## Task description
Render as a numbered list everything in the entries below from the line containing "braid shown in this photo, matching this sample?" down to the line containing "point(366, 525)", including both of those lines and leaving out any blank lines.

## Rows
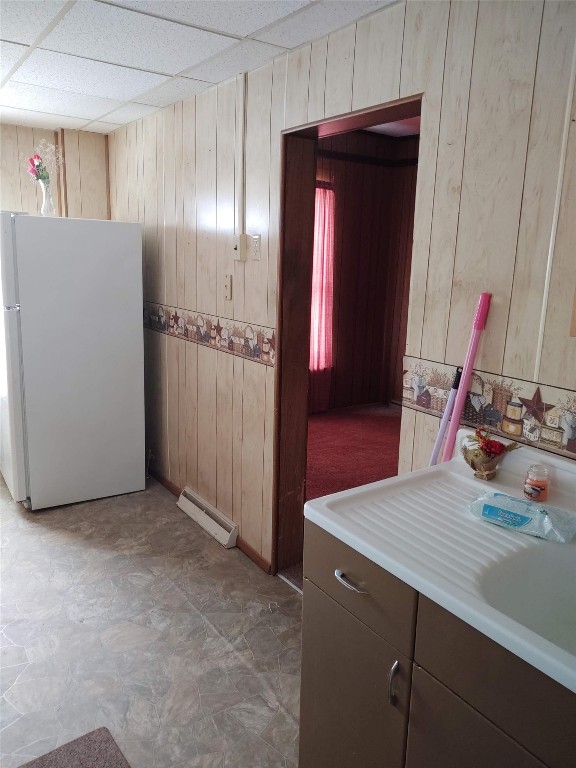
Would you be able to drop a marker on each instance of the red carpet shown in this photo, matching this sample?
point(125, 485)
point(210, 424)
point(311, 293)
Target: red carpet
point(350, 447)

--

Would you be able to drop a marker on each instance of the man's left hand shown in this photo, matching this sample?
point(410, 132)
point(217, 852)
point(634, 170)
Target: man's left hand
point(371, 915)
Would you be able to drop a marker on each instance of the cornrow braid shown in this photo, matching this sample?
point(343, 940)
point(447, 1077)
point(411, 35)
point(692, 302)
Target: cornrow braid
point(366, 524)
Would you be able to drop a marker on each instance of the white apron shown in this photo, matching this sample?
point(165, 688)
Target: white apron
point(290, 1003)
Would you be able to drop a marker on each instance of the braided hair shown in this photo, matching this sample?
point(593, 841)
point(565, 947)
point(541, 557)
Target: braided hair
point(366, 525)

## Task result
1. Would you be able to drop a marker on each instance of the cornrow braid shown in this photo, matching this sample?
2. point(343, 940)
3. point(447, 1077)
4. point(411, 35)
5. point(692, 302)
6. Target: cornrow braid
7. point(366, 524)
8. Would you be able to drop a marker on each instance of the white apron shown in this photo, matching this sample?
9. point(165, 688)
10. Target: white apron
11. point(290, 1003)
12. Would you be able to drop a marker on each instance of the braided hair shown in this photo, matching this sample?
13. point(593, 841)
14. point(565, 947)
15. point(541, 557)
16. Target: braided hair
17. point(366, 525)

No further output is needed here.